| Task details |
Reproduce the rows below without any change, from the line containing "Indicate the ceiling fan blade" through the end of the rows, including both of those lines.

| Supplied material |

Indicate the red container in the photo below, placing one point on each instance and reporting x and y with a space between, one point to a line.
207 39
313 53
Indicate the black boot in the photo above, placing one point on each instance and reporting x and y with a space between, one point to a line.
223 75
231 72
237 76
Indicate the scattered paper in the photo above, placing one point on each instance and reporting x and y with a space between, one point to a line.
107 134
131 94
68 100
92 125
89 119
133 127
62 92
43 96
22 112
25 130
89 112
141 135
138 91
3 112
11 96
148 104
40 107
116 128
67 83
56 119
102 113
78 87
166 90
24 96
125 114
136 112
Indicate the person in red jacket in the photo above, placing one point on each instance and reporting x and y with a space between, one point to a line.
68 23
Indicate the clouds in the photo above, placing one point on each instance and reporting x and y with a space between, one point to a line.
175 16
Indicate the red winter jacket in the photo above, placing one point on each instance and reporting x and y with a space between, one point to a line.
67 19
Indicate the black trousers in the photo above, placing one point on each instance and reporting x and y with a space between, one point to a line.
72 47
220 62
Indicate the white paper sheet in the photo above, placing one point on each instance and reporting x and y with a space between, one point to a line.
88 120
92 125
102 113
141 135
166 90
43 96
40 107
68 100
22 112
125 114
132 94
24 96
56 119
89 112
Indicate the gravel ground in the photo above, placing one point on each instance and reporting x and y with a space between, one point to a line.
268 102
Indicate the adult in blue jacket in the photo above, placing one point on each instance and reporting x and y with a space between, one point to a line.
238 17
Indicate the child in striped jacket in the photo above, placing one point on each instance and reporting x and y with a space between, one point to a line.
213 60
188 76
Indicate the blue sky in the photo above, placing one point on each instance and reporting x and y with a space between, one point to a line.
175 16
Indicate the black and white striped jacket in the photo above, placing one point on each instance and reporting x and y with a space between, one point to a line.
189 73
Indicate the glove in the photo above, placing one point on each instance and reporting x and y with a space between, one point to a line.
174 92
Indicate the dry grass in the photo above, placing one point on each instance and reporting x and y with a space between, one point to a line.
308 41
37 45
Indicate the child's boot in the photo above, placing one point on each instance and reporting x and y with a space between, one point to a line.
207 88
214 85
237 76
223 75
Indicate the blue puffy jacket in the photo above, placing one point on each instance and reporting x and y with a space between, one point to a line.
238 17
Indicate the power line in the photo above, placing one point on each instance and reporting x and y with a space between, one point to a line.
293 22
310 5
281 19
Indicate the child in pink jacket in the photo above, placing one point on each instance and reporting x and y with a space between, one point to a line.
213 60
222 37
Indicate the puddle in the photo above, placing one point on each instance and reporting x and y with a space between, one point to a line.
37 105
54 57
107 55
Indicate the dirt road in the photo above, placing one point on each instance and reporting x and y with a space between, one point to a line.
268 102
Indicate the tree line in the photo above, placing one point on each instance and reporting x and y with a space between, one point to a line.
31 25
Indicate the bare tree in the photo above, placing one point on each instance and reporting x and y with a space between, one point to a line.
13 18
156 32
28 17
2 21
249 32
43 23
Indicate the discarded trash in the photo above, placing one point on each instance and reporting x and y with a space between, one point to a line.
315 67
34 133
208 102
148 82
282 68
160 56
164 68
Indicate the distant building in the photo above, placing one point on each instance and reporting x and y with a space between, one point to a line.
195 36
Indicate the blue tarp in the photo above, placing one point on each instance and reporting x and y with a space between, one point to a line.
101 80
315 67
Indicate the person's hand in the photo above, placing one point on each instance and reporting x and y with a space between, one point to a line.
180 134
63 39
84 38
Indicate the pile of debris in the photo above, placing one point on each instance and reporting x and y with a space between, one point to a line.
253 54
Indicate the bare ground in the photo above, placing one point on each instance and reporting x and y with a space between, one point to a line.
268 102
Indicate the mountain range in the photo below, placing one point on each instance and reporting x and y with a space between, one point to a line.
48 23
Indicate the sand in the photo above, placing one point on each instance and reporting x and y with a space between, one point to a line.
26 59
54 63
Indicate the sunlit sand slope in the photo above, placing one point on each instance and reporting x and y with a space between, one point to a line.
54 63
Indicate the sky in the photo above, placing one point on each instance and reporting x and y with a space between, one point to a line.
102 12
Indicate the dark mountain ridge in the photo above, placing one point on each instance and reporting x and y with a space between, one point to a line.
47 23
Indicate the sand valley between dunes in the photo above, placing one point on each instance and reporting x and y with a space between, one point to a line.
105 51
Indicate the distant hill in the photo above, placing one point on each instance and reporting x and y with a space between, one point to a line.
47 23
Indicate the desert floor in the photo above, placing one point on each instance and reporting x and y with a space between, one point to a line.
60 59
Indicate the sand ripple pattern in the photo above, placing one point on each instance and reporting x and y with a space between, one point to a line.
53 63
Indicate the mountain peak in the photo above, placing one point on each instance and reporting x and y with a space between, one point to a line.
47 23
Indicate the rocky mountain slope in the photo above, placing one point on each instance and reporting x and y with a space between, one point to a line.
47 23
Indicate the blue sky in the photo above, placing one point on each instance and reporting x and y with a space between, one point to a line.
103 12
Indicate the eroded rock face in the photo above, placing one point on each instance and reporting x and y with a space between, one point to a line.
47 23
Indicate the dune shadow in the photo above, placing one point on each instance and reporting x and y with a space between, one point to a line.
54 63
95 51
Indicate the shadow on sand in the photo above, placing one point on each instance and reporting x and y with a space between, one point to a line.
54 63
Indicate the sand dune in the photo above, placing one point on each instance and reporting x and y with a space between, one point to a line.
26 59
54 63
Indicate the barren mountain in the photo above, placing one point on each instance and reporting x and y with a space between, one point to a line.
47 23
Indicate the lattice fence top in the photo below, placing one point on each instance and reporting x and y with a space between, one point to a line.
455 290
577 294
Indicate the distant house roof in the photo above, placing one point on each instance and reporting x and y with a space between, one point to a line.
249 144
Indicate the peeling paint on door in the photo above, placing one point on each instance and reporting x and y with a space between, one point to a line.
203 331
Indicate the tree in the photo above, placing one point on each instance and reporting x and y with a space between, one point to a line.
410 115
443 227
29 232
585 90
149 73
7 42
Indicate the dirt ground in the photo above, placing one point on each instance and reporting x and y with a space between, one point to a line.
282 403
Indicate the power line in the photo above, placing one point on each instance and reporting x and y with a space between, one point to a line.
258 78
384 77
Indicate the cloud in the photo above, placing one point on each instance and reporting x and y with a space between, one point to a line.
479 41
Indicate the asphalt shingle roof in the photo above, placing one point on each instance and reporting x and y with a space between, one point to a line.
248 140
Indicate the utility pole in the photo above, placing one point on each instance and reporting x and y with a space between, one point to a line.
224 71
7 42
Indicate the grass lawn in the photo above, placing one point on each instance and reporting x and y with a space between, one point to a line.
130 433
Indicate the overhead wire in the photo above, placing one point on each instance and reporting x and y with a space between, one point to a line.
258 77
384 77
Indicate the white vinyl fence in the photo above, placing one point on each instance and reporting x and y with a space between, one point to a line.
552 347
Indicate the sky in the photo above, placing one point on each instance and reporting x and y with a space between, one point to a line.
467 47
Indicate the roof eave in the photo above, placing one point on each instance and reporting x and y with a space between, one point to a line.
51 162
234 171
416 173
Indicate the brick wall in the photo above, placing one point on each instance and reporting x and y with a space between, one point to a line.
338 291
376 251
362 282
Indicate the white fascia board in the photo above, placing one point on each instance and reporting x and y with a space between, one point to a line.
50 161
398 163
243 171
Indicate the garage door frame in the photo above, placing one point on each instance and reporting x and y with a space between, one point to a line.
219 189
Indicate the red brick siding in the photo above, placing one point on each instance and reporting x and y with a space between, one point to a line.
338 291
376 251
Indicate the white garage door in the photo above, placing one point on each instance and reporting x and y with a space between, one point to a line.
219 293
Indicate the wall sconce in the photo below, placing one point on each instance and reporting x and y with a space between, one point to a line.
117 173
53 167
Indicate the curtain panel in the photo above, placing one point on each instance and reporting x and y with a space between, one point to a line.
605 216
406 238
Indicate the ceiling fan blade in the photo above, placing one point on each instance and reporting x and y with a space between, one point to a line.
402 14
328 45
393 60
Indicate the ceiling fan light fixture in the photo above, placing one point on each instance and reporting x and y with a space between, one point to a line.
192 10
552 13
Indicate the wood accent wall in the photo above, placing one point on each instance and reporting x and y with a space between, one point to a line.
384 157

| Result of this exercise |
Indicate the ceiling fan blade in the photo above, placing one point on each instance and reporting x and y with a space between, one point to a line.
402 14
328 45
393 60
Indicate the ceiling fan light fixture in the photo above, placing one point on each instance and reporting x and y with a space between, one point to a line.
192 10
552 13
Indicate the wood accent wall in the photo above, placing one point on each instance and reporting x and y with a space between, one point to a line.
384 157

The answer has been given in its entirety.